WHAT TO WORK ON - Please reproduce all of the lines below, word for word and in full.

══ SUPPLIED DATA

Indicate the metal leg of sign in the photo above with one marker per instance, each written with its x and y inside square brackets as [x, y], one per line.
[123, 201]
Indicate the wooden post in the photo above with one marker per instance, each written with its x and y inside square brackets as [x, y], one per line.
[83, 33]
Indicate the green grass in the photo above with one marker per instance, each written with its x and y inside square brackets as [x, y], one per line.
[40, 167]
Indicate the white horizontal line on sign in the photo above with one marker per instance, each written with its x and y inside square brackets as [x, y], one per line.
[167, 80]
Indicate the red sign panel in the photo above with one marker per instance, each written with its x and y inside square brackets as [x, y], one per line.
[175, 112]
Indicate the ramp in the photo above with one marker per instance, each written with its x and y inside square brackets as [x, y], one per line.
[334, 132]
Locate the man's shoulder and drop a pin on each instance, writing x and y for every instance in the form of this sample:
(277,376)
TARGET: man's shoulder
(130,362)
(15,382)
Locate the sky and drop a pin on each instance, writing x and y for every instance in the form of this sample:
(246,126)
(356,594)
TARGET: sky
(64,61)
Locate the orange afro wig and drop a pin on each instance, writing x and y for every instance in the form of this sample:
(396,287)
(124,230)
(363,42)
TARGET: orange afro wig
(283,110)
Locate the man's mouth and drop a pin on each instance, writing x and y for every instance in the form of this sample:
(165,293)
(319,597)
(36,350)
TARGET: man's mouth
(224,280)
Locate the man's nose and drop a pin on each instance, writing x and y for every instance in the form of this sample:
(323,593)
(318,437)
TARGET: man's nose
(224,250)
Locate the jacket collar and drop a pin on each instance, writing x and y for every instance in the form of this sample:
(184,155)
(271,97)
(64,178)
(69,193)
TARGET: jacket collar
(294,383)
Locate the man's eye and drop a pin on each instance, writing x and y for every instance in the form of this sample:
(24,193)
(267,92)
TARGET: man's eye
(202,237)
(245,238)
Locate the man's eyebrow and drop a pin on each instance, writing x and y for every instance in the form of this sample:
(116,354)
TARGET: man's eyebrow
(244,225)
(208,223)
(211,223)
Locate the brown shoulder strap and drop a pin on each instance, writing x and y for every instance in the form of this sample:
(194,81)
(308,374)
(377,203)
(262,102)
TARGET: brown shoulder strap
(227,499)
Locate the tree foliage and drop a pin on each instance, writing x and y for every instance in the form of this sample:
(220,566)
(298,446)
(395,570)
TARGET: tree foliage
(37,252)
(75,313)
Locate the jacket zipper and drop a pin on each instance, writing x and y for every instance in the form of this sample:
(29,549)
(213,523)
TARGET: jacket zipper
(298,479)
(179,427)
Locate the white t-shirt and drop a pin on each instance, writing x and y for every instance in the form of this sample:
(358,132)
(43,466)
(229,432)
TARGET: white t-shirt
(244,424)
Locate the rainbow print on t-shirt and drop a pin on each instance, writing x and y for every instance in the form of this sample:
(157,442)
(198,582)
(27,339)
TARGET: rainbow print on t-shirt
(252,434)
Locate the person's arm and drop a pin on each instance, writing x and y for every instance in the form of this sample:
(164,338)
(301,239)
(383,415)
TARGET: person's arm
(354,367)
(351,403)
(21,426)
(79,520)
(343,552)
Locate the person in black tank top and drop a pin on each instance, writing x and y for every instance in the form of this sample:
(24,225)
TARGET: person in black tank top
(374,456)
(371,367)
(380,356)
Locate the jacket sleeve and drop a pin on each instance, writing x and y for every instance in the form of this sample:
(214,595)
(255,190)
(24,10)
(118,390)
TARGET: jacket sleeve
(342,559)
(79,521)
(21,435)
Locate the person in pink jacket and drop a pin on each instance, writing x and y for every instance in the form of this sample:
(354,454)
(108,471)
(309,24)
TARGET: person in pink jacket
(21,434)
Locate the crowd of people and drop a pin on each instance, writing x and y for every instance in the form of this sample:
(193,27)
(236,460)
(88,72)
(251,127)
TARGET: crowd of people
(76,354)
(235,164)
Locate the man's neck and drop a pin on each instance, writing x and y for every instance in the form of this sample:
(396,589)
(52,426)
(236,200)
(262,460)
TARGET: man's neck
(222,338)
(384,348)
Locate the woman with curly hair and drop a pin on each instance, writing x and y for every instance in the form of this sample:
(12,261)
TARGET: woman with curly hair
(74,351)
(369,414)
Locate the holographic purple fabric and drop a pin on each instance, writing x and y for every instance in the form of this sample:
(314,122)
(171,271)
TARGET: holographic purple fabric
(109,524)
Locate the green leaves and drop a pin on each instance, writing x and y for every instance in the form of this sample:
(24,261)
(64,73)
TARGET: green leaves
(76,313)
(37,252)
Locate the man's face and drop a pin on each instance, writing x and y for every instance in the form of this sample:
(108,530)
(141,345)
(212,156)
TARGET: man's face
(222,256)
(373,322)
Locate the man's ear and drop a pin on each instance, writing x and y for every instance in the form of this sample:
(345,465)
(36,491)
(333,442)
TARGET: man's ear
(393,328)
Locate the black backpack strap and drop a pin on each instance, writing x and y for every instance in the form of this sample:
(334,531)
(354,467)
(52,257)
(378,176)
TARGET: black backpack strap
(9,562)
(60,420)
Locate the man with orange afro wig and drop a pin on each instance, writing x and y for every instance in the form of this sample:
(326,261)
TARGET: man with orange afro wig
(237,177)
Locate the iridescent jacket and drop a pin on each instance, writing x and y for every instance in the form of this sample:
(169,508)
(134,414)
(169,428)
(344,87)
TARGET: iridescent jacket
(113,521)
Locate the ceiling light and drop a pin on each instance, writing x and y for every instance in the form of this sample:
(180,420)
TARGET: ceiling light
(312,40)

════

TASK ANSWER -
Indicate the metal leg of sign in the photo above with one marker per instance, each written with its x and y inside square brackets as [x, y], one per line.
[123, 201]
Indicate the wooden post in the photo above with one marker per instance, each written with its x and y inside square brackets as [x, y], one per line.
[83, 33]
Indicate the green grass in the photo above with one marker per instance, each written with its x and y inside square brackets as [x, y], one per line.
[40, 167]
Indicate the white horizontal line on sign in the photo above with one marker per instance, each written with its x and y inside square brackets as [x, y], one per line.
[167, 80]
Indicate the red sign panel in the photo above with one marker per instance, each written with its x and y inside square brackets as [x, y], one per line.
[175, 112]
Indicate the ramp in the photo above with one marker per instance, each written with its x and y inside square brackets as [x, y], one per line.
[334, 132]
Locate the man's shoulder and drop a pin on each instance, writing x and y for every instance in the form of this sample:
(277,376)
TARGET: man's shoulder
(130,362)
(15,382)
Locate the sky and drop a pin on each instance, writing x and y for every instance in the form of this sample:
(246,126)
(356,594)
TARGET: sky
(64,61)
Locate the orange afro wig and drop a pin on each instance, writing x and y for every instance in the form of this sample:
(396,287)
(124,230)
(363,42)
TARGET: orange afro wig
(283,110)
Locate the man's mouth and drop a pin on each instance, writing x and y for every instance in the form of this sample:
(165,293)
(319,597)
(36,350)
TARGET: man's mouth
(224,280)
Locate the man's nose and drop a pin on each instance, writing x and y for every instance in the form of this sample:
(323,593)
(318,437)
TARGET: man's nose
(224,250)
Locate the jacket collar and drop a pin on each instance, writing x and y for every instance in the form of this sample:
(184,155)
(271,97)
(64,178)
(69,193)
TARGET: jacket collar
(294,383)
Locate the man's eye and drop a pin on each instance, writing x and y for every instance in the form of this sample:
(24,193)
(267,92)
TARGET: man's eye
(202,237)
(245,238)
Locate the man's eyebrow and drop a pin on each instance, writing x and y for every instance in the form of this sample:
(116,354)
TARGET: man's eyebrow
(244,225)
(208,223)
(211,223)
Locate the brown shoulder strap and drop a pin on each instance, writing x and y for every instance in the form of this sample:
(194,81)
(308,374)
(377,203)
(262,102)
TARGET: brown shoulder strap
(227,499)
Locate the tree foliage and drop a pin on each instance, writing x and y for every instance in the form of this sample:
(220,566)
(298,446)
(395,570)
TARGET: tree foliage
(37,252)
(75,313)
Locate the jacket zipper and drop a pin on each instance, writing x and y for every instance in the form of this sample:
(29,549)
(213,523)
TARGET: jacket zipper
(298,479)
(179,427)
Locate the white t-shirt and drop a pin on each instance, writing x and y for every instance in the form of this sample:
(358,132)
(43,466)
(229,432)
TARGET: white t-shirt
(244,424)
Locate the rainbow print on t-shirt and drop a pin on each instance, writing x and y for every instance in the form of this sample:
(157,442)
(198,582)
(27,339)
TARGET: rainbow print on t-shirt
(252,434)
Locate the person's arm and drop a pin on each instance, writing x and y for every instance in the form of this sample:
(164,338)
(301,239)
(383,415)
TARGET: person's arm
(354,367)
(351,403)
(21,426)
(79,520)
(343,552)
Locate the person in black tank top and drop a pin on each instance, writing x and y for every instance in the form of this sample:
(24,225)
TARGET: person in black tank top
(374,456)
(371,367)
(380,356)
Locate the jacket sleeve and drop a pin on each instance, writing x and y for every instance in the form of this sample:
(214,595)
(255,190)
(24,10)
(118,390)
TARGET: jacket sleeve
(342,559)
(79,521)
(21,435)
Locate the person in pink jacket and drop a pin on each instance, writing x and y for every instance in the form of this sample:
(354,454)
(108,471)
(309,24)
TARGET: person in pink jacket
(21,434)
Locate the crowd of people and drop a pin on each instance, writing x and y for every instance in the form of this sample:
(193,27)
(236,460)
(88,72)
(251,127)
TARGET: crowd of people
(76,354)
(235,164)
Locate the man's neck and drop a pin on each instance, writing x and y for every instance in the form of this sample:
(396,589)
(52,426)
(236,200)
(262,460)
TARGET: man's neck
(222,338)
(384,348)
Locate the woman with curly hair and drop a pin on each instance, writing x and y for every instance in the form of this sample:
(12,261)
TARGET: woman with curly hair
(74,351)
(369,414)
Locate the holographic purple fabric and drop a pin on each instance, writing x and y for every instance in the form of this sample:
(314,122)
(171,271)
TARGET: holographic purple fabric
(109,524)
Locate the green leaves and drop a pin on each instance, writing x and y for every instance in the form of this sample:
(24,261)
(64,73)
TARGET: green leaves
(76,313)
(37,252)
Locate the man's face and drop a pin on each instance, writing x and y for every instance in the form of this sample:
(108,530)
(141,345)
(212,156)
TARGET: man's face
(222,256)
(373,322)
Locate the man's ear and drop a pin on each instance, writing x and y for every instance in the form of this sample:
(345,465)
(36,491)
(333,442)
TARGET: man's ear
(393,328)
Locate the black backpack strap and drop a pin on each instance, writing x and y for every instance in the form of this sample:
(334,531)
(354,467)
(52,257)
(378,176)
TARGET: black backpack strap
(9,562)
(60,420)
Locate the man with orange afro wig and drop a pin on each instance, writing x and y for every instance in the form of this sample:
(326,261)
TARGET: man with orange afro wig
(237,177)
Locate the iridescent jacket and drop a pin on each instance, writing x and y for every instance in the form of this sample:
(169,508)
(134,414)
(169,428)
(344,87)
TARGET: iridescent jacket
(113,521)
Locate the ceiling light and drop a pin on each instance, writing x and y for every instance in the form of this sample:
(180,420)
TARGET: ceiling light
(312,40)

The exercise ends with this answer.